TO DO = Which lines of the records contain the string "construction"? Pull out each of those lines and copy it.

DATASET EXTRACT =
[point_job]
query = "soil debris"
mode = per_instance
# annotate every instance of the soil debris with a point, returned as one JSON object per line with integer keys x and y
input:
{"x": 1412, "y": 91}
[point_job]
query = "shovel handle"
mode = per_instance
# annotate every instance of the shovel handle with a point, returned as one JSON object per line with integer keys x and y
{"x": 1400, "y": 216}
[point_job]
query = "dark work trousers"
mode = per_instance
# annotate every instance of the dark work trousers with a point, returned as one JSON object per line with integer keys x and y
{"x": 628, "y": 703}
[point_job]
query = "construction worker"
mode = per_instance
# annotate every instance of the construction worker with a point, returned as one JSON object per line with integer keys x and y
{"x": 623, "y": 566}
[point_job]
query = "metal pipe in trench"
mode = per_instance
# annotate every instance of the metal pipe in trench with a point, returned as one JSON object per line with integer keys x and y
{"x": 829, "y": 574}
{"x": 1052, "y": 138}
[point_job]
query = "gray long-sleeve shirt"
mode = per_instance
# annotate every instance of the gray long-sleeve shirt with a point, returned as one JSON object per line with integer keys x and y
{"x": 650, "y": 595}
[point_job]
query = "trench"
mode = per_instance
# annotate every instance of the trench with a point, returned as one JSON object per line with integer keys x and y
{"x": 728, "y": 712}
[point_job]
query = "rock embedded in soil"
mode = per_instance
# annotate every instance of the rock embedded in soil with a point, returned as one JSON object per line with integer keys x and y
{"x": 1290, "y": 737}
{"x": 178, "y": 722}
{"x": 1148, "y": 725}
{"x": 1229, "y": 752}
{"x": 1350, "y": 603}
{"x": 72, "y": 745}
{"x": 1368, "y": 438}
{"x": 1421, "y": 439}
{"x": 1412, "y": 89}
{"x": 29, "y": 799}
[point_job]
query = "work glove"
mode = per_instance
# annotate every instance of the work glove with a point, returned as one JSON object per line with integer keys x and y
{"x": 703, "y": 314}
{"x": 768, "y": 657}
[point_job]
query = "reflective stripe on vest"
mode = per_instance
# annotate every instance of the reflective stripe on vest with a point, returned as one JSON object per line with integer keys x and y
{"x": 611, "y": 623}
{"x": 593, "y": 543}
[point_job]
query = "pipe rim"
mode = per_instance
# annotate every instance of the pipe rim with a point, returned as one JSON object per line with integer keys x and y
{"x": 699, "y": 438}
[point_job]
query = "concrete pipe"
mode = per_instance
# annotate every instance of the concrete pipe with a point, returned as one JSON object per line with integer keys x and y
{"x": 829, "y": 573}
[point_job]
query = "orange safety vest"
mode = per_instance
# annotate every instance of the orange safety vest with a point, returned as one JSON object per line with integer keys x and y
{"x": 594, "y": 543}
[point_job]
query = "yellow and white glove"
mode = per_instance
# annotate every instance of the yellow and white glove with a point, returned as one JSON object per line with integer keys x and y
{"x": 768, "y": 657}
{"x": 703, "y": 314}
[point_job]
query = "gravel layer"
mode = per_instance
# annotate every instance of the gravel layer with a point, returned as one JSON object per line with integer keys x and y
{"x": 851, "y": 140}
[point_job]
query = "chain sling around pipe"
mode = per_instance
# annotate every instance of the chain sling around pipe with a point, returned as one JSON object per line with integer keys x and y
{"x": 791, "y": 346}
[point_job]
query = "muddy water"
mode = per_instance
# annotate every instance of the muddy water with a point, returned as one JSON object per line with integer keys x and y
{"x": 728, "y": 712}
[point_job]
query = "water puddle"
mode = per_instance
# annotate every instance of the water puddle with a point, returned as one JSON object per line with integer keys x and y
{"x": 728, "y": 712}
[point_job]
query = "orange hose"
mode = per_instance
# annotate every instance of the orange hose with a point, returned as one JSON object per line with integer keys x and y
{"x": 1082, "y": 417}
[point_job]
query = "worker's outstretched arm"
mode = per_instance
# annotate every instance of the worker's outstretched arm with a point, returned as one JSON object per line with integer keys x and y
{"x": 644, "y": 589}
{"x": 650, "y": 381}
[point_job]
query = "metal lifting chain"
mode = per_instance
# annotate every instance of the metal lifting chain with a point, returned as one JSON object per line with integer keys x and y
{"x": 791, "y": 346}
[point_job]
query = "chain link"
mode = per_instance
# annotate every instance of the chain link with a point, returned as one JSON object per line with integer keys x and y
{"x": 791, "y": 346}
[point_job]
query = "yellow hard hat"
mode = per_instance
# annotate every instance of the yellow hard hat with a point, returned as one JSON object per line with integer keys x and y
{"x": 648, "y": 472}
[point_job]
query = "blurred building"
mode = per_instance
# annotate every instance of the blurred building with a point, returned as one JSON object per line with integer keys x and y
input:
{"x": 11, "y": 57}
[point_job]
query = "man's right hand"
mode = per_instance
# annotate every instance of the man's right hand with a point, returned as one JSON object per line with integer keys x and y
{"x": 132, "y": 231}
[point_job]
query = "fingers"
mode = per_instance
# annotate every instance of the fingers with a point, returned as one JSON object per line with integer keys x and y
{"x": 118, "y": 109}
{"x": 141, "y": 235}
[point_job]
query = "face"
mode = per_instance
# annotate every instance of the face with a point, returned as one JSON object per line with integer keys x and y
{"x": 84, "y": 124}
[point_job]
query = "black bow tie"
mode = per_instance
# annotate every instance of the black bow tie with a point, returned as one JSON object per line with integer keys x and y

RESPONSE =
query = "construction worker"
# annotate every instance of the construction worker with a point, returned as one JSON object per line with integer keys x and y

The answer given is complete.